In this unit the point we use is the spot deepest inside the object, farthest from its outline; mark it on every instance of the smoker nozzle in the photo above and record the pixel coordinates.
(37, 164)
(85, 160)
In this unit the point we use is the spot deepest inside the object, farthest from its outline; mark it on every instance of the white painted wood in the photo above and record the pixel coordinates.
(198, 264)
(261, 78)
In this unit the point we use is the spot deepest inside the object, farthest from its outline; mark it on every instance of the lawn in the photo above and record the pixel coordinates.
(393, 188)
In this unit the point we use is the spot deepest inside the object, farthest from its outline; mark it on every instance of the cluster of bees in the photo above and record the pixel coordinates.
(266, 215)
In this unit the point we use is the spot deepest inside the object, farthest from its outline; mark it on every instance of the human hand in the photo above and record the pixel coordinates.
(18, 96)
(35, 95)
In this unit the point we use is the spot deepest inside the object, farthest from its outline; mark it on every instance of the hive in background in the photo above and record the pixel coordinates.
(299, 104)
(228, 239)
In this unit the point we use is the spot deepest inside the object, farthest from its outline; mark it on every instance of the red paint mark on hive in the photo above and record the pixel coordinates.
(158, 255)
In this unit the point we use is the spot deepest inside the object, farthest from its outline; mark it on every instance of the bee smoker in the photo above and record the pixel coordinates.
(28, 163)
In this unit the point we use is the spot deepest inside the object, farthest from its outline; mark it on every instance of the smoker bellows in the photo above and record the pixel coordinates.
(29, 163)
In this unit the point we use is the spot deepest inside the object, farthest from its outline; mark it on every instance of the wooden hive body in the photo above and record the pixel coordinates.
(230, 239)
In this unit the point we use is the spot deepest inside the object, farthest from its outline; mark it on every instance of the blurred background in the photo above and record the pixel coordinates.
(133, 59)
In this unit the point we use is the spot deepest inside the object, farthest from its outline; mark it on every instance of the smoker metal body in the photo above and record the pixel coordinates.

+ + + + + + +

- **Exercise objective**: Take the material above and set it down again exactly.

- **Your response**:
In this unit the point we use is the spot deepest inside the object, farthest from its outline; mark it on every instance of the smoker nozzle in the photo above and record the pixel coordinates.
(37, 164)
(85, 160)
In this unit the point we use is the spot deepest inside the object, farthest from its outline; mark it on every instance of the white painted wood in the photo above and record the pixel coordinates.
(198, 264)
(261, 78)
In this unit the point we use is the spot deepest inside the object, farthest from its outline; mark it on every instance of the lawn in the photo above and record the pixel coordinates.
(393, 188)
In this unit the point we use is the spot deepest inside the object, farthest from its outline; mark it on every instance of the cluster of bees in the photo above and record the pixel coordinates.
(266, 215)
In this unit the point we use is the spot deepest inside the object, farthest from its outline; mark it on every instance of the human hand in the photo above and record the pixel coordinates.
(18, 96)
(35, 95)
In this unit the point we use is the spot deepest inside the object, farthest from its outline; mark it on every instance of the hive in background in the photo above and record the pixel coordinates.
(299, 104)
(228, 239)
In this unit the point we use is the spot deepest inside the object, farthest from its outline; mark it on every instance of the red paint mark on hive in the photo above and record the pixel coordinates.
(158, 255)
In this unit the point we use is the spot deepest inside the object, farthest from its outline; mark it on every instance of the bee smoker in the photo above and record the pixel coordinates.
(28, 163)
In this unit the point we use is the spot deepest inside the object, farthest from its outline; mark it on every instance of the smoker bellows in the photo above and record the pixel coordinates.
(29, 163)
In this unit the point we use is the spot deepest inside the object, farthest from its outline; mark it on every instance of the wooden hive body in the photo above and record the pixel coordinates.
(230, 239)
In this unit the point we use is the spot deepest inside the object, farthest from its outline; mark it on every instance of the blurred background in the photo above and record the pixel coordinates.
(133, 59)
In this unit the point we use is the spot deepest inside the object, farthest from its outline; mark it on every instance of the smoker metal body in the photo above and record the pixel coordinates.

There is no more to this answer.